Excerpts of pointing data:

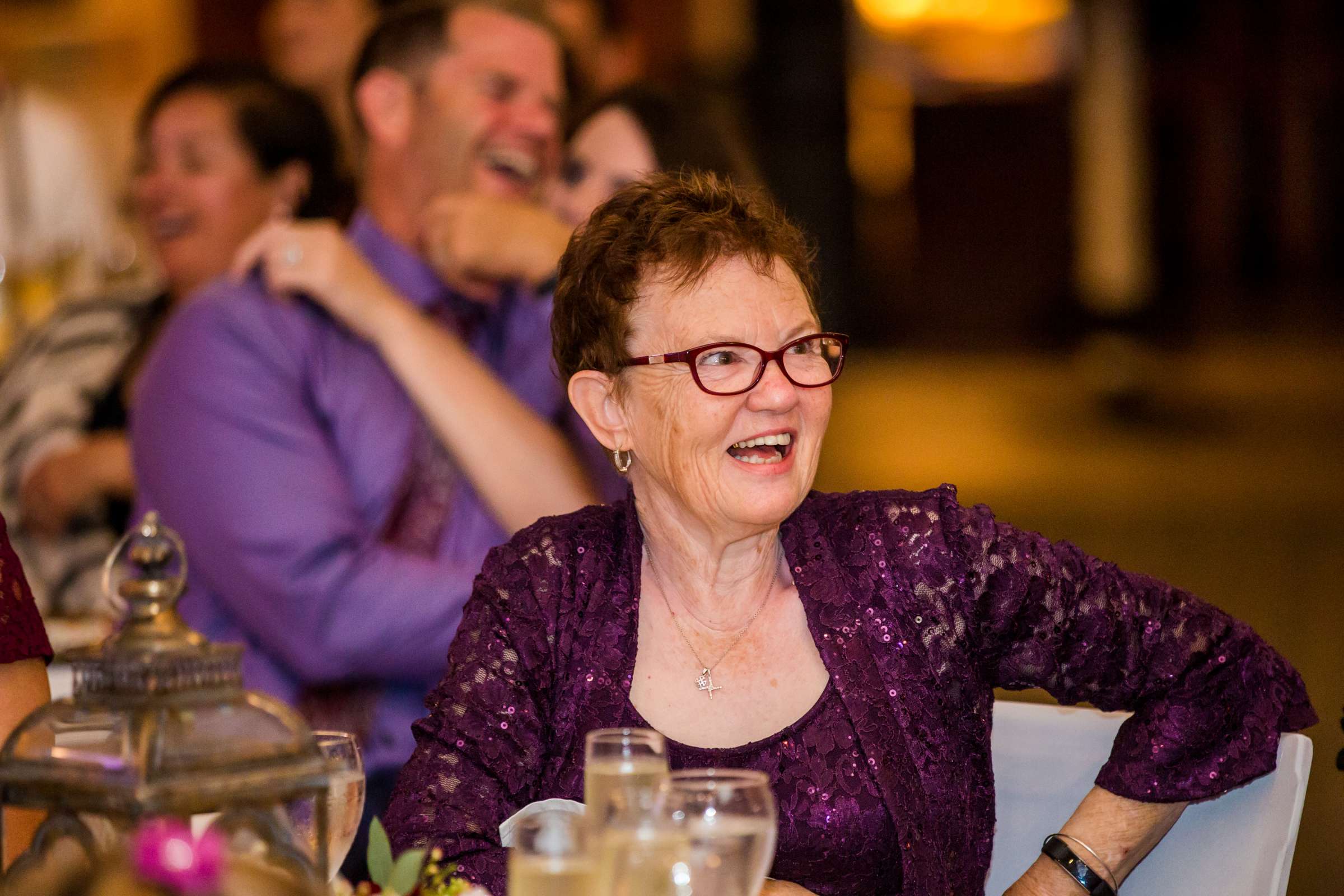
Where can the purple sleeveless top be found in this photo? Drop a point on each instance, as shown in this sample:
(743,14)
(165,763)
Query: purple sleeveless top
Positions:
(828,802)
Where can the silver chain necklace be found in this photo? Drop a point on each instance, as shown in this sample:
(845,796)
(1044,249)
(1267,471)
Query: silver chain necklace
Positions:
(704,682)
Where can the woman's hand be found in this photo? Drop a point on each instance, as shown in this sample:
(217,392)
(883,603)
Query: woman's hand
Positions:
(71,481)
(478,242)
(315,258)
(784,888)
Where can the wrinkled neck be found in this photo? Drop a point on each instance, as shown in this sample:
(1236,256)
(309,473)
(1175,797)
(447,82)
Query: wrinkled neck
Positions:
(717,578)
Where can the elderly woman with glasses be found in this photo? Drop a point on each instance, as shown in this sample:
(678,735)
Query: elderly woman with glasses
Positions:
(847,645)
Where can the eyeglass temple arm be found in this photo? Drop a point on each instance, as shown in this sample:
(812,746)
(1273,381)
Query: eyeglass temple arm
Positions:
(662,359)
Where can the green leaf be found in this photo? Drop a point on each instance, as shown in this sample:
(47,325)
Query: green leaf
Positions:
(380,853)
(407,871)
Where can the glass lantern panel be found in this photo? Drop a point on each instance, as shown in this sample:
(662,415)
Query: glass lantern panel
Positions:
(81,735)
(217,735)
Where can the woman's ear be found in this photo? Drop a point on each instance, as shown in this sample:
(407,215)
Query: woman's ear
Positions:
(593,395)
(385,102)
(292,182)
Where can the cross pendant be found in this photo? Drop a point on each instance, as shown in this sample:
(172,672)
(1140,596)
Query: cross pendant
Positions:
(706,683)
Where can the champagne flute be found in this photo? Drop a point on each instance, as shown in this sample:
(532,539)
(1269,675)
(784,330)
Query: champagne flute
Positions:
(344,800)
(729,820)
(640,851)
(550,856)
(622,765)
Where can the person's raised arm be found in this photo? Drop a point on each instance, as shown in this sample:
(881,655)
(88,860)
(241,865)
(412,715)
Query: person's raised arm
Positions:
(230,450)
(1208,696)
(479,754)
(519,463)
* * *
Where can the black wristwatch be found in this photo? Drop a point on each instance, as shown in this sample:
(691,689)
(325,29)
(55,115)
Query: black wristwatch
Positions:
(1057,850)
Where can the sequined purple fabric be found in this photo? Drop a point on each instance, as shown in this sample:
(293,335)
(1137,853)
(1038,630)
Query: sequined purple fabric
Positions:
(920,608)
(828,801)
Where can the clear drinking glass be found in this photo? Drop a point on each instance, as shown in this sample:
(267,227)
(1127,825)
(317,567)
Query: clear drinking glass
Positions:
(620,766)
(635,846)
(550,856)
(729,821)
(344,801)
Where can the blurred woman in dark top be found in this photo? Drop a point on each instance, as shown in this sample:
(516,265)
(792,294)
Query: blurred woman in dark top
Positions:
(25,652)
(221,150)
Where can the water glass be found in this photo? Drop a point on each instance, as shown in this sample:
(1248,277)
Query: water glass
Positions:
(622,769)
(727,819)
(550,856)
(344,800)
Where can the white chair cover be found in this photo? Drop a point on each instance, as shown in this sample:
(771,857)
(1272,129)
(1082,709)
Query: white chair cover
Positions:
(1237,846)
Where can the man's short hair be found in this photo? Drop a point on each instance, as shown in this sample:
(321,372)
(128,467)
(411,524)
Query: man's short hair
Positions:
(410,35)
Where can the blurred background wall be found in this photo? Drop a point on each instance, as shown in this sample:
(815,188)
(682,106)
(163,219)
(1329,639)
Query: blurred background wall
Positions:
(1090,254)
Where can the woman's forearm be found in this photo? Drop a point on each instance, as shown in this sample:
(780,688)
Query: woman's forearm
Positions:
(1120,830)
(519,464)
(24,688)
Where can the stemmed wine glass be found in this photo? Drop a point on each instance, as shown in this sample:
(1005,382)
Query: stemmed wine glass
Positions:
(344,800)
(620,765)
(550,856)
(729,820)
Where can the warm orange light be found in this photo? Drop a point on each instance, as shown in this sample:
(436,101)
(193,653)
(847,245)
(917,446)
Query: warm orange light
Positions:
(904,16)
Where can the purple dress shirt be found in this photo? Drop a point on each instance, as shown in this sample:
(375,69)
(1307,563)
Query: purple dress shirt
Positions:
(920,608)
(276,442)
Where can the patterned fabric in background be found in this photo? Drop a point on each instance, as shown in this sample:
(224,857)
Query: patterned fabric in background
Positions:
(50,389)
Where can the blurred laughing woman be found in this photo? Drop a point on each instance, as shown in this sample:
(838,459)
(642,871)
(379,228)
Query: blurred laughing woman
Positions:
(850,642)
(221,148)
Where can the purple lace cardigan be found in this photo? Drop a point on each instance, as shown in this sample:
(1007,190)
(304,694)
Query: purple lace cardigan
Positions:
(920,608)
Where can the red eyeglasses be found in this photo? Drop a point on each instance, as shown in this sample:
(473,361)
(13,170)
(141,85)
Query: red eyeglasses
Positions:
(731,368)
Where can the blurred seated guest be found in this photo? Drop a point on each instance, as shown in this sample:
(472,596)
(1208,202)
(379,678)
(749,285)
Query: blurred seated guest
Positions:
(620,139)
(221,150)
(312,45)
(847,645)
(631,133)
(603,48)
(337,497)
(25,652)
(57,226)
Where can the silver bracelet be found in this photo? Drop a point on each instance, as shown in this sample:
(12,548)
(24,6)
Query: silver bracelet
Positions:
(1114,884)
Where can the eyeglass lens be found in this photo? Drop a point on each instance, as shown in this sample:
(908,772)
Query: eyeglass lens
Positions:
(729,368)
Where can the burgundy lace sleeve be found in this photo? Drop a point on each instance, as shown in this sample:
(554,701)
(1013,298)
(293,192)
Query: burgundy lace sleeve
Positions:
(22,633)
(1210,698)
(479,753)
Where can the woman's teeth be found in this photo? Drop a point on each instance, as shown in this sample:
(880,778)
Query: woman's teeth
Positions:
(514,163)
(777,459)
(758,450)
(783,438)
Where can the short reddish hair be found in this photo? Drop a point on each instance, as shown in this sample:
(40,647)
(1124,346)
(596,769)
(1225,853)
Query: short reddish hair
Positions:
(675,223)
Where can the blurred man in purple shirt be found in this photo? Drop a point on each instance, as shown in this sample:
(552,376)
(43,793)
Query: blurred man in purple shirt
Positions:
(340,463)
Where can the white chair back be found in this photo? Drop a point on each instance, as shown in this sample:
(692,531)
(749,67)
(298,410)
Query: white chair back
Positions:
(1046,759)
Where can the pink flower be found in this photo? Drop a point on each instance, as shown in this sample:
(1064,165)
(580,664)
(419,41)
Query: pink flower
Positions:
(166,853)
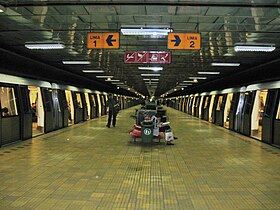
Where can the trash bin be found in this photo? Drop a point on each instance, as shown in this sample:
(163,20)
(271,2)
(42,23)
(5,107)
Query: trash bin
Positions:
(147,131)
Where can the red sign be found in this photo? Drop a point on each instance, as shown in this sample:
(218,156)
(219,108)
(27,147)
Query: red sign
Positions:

WORK TO BE COMPLETED - Tally the lines of the items above that contain the string "dress", treating uppercase and lowercase as different. Give only the number.

THE SOLUTION - 2